INSTRUCTION:
Exclude the pictures and reproduce the remaining data exactly as written.
########
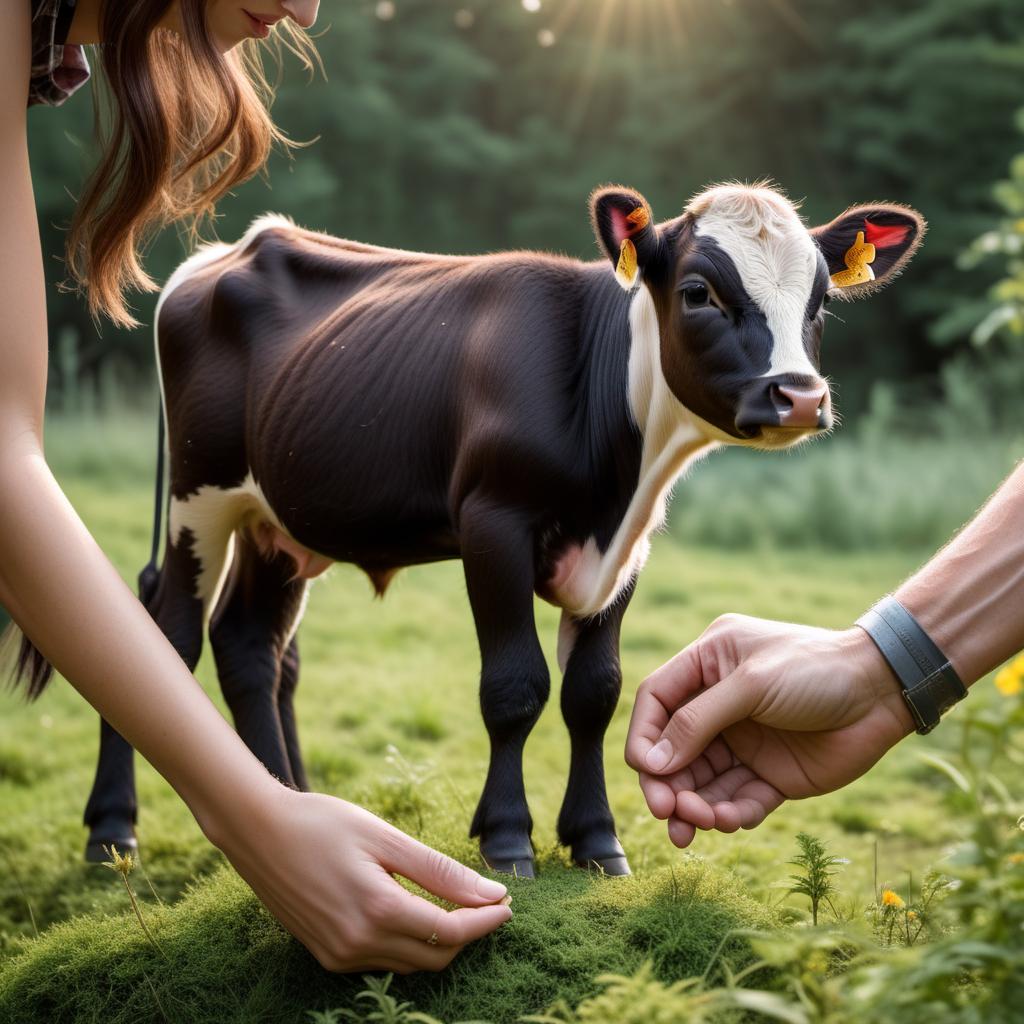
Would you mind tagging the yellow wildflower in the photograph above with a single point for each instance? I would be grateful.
(1010, 679)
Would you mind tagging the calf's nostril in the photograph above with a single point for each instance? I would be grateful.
(799, 407)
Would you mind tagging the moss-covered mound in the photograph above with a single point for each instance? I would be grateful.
(223, 960)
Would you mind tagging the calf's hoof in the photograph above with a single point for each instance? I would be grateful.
(509, 857)
(604, 855)
(606, 865)
(98, 849)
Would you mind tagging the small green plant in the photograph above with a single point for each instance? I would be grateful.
(382, 1008)
(815, 878)
(124, 863)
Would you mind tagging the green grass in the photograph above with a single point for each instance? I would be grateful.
(223, 960)
(388, 717)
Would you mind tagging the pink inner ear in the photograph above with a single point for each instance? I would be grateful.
(883, 237)
(620, 225)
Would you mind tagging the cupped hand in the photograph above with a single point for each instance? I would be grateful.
(756, 712)
(324, 867)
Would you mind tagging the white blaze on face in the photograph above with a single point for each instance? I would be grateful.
(760, 230)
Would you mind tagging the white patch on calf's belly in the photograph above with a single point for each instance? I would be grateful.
(212, 515)
(587, 580)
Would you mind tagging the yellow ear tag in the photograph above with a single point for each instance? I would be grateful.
(639, 218)
(857, 258)
(626, 269)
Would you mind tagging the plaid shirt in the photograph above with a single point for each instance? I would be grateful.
(56, 70)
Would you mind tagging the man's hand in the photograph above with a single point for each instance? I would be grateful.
(754, 713)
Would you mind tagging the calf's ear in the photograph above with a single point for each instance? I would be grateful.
(867, 246)
(626, 231)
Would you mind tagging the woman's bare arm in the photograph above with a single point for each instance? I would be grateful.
(333, 890)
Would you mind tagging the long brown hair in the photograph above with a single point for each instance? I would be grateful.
(180, 125)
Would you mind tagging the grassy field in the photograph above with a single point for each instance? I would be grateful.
(388, 717)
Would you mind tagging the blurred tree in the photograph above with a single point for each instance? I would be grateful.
(473, 125)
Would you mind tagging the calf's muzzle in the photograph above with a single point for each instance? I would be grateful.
(786, 400)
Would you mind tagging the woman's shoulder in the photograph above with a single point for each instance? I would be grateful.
(57, 69)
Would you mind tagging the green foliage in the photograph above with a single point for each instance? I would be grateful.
(1006, 240)
(382, 1008)
(225, 961)
(816, 871)
(470, 138)
(861, 491)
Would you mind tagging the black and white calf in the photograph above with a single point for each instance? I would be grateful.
(329, 400)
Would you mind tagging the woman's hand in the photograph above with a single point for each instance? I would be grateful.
(324, 866)
(756, 712)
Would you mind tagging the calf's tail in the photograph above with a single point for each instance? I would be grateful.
(150, 576)
(29, 668)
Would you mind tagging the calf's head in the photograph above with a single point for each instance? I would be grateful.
(738, 284)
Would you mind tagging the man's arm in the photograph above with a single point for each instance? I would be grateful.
(754, 713)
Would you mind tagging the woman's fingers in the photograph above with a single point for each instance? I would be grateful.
(418, 919)
(438, 873)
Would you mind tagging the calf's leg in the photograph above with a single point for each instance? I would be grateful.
(286, 693)
(112, 810)
(498, 556)
(250, 633)
(591, 685)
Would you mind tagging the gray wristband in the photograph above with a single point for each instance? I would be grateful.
(930, 683)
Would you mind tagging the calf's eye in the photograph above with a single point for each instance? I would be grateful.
(696, 296)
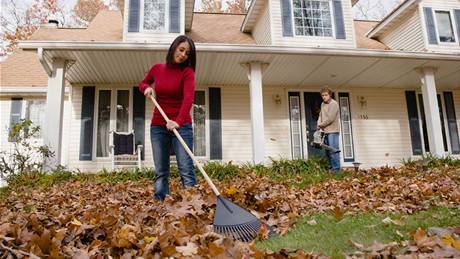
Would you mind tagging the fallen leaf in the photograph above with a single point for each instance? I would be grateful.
(188, 250)
(312, 222)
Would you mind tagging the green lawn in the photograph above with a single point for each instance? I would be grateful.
(332, 237)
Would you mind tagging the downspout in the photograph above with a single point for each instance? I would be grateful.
(43, 62)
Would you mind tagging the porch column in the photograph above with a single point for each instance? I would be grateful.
(257, 111)
(430, 104)
(54, 111)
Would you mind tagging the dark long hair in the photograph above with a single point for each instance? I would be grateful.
(191, 60)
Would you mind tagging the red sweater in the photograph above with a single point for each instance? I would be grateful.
(174, 90)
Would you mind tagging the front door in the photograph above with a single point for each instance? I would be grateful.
(312, 103)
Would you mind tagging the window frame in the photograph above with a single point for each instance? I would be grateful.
(452, 24)
(113, 116)
(141, 19)
(331, 10)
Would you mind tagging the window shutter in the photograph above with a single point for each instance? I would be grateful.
(134, 15)
(457, 22)
(338, 19)
(215, 123)
(174, 16)
(452, 123)
(87, 120)
(296, 125)
(347, 127)
(15, 113)
(139, 119)
(414, 126)
(430, 28)
(286, 13)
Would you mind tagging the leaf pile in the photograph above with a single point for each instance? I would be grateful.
(81, 219)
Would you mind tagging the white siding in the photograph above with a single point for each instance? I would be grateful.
(5, 107)
(261, 32)
(406, 35)
(236, 124)
(445, 5)
(303, 41)
(276, 124)
(383, 138)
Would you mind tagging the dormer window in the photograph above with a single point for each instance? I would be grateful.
(312, 18)
(154, 15)
(444, 26)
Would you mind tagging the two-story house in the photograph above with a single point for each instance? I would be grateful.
(257, 80)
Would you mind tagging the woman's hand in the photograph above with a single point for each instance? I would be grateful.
(172, 125)
(149, 92)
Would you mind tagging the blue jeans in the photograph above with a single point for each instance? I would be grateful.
(162, 139)
(332, 140)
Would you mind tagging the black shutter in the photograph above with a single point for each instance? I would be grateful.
(286, 13)
(457, 22)
(134, 15)
(215, 123)
(430, 28)
(452, 123)
(339, 21)
(87, 120)
(174, 16)
(15, 113)
(139, 119)
(414, 125)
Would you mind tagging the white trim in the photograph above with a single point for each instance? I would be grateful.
########
RESPONSE BELOW:
Would you mind tagging the yellow wildflower in the photograph above with a single point for each instance? I would be grateful.
(1010, 679)
Would you mind tagging the calf's nostril in the photograph above with a single point for each instance? I would be grateful.
(799, 407)
Would you mind tagging the moss-covered mound in the photograph above with a single point for each instance? I would be grateful.
(223, 960)
Would you mind tagging the calf's hoof in the photograph above with a single point for each instance? I would be grateful.
(509, 857)
(604, 855)
(606, 865)
(98, 849)
Would you mind tagging the small green plant in the photograph above with a single point for each instance? I would be grateful.
(382, 1008)
(815, 878)
(124, 863)
Would you mind tagging the green grass in the photograph above with a single point for each instance? I would be grateful.
(223, 960)
(388, 717)
Would you mind tagging the pink inner ear in the photograph above with a single point for each instance? I would be grateful.
(883, 237)
(620, 225)
Would you mind tagging the cupped hand in the photograph above with a single point for each instance? I would be grateful.
(756, 712)
(324, 867)
Would you mind tagging the white blaze on face in the photograph above with a single point for each instance? I would be grateful.
(760, 230)
Would you mind tagging the white patch on calf's belly in the photograph above with a single point for each instance? I would be grateful.
(212, 515)
(587, 580)
Would you mind tagging the yellow ear tag in the photograph above with a single point for each instance? I would be grateful.
(639, 218)
(857, 258)
(626, 269)
Would you mind tagging the plaid shirt in the photograph above with a single point for each instance? I would be grateful.
(56, 70)
Would you mind tagging the man's hand in the photograph above with a single point for each instance? I would be grateful.
(754, 713)
Would you mind tagging the calf's ear in the photograph above with a single point for each instance? I would be grateful.
(867, 246)
(626, 231)
Would you mind tagging the woman's bare arm in the photograph above with a single point for each instance? I would be grateful.
(333, 890)
Would you mind tagging the long brown hair in the photograph above with a single point for each instance? I would be grateful.
(180, 125)
Would you mind tagging the grassy field in the photograph above with a single point for each instance? I would be grateful.
(388, 717)
Would you mind tagging the blurred tree in the photograph above with a single point for each instance? I would be grateful.
(473, 125)
Would you mind tagging the calf's muzzle in the photograph above with a single point for each instance? I would be grateful.
(786, 400)
Would you mind tagging the woman's shoulder in the photograph above with a single point for each instance? I would be grateful.
(57, 69)
Would you mind tagging the green foliage in the photograph above with a single point for each instance? I would be grateful.
(1006, 240)
(382, 1008)
(225, 961)
(816, 871)
(470, 138)
(861, 491)
Would you mind tagging the black and white calf in the photograph above with a single point for each instance? I would be grateful.
(329, 400)
Would you mind tagging the woman's hand in the photograph above with a single point for each instance? I would be grateful.
(324, 866)
(756, 712)
Would you mind tagging the calf's tail in the photograph above with a single point for each instance? I would be grateful.
(150, 576)
(29, 668)
Would you mind tagging the calf's head in the photograph above with a single point for each instance? I would be grateful.
(738, 284)
Would you mind tagging the man's arm in the photograph above with a single point for each instance? I would be grateful.
(754, 713)
Would you mind tagging the woman's fingers in the photograph above with a single point for each instance? I would be grateful.
(418, 919)
(438, 873)
Would you mind tagging the calf's leg in the photograph above with a single point for each instance? I would be grateful.
(286, 693)
(112, 810)
(498, 556)
(250, 633)
(591, 685)
Would you mind tagging the gray wristband in the photograph above with a single point for each instance? I would be grateful.
(930, 683)
Would you mind tagging the calf's eye in the photograph above with a single point for each instance? I would be grateful.
(696, 296)
Would you mind tagging the fallen leaf in the photograph above with a single point for each instance? I would be grateful.
(188, 250)
(312, 222)
Would you mind tagging the green lawn in the photograph above with a single point for each instance? I would be grateful.
(332, 237)
Would you mind tagging the downspout in the photograph above with a single point for each instance? I would be grateful.
(43, 62)
Would you mind tagging the porch column in the photograph above with a single point for each instance? I would be grateful.
(257, 111)
(430, 104)
(54, 111)
Would you mind tagging the dark long hair in the photograph above with a single point for each instance? I would be grateful.
(191, 60)
Would you mind tagging the red sweater in the photograph above with a single point for each instance? I would be grateful.
(174, 90)
Would you mind tagging the front door in the photograph above with a single point for each instance? I would be grateful.
(312, 103)
Would you mind tagging the window frame in the photograph above with a single point for each instance? I would be grateful.
(452, 24)
(113, 116)
(141, 19)
(331, 10)
Would you mind tagging the window shutter in the photograph above with a single point for each instance? I would be grateful.
(134, 15)
(457, 22)
(338, 19)
(215, 123)
(174, 16)
(452, 123)
(87, 120)
(296, 125)
(347, 127)
(15, 113)
(139, 119)
(414, 126)
(430, 28)
(286, 13)
Would you mind tagging the leaf pile in the photograph above with a single point for each instance? I would be grateful.
(81, 219)
Would you mind tagging the white siding in the photograph above with a single point for each instance? I would be grateful.
(5, 107)
(261, 32)
(406, 35)
(236, 124)
(445, 5)
(303, 41)
(276, 124)
(383, 138)
Would you mind tagging the dormer window in the photograph above with a single point for each instance? I would be grateful.
(312, 18)
(154, 15)
(444, 26)
Would you mind tagging the two-story house in the photograph above with a single point for each instance? I would be grateful.
(257, 80)
Would you mind tagging the woman's hand in the photograph above with a single point for each instance? I would be grateful.
(172, 125)
(149, 92)
Would you mind tagging the blue jeans in the photograph above with a single point for each instance? I would be grateful.
(162, 139)
(332, 140)
Would you mind tagging the black shutter in the photograph above with a single point for each instance? I would be grateful.
(286, 13)
(457, 22)
(134, 15)
(215, 123)
(430, 28)
(452, 123)
(339, 21)
(87, 120)
(174, 16)
(15, 113)
(139, 119)
(414, 125)
Would you mind tagging the white trim in the photograph above with a single point for each instance? I would be grateful.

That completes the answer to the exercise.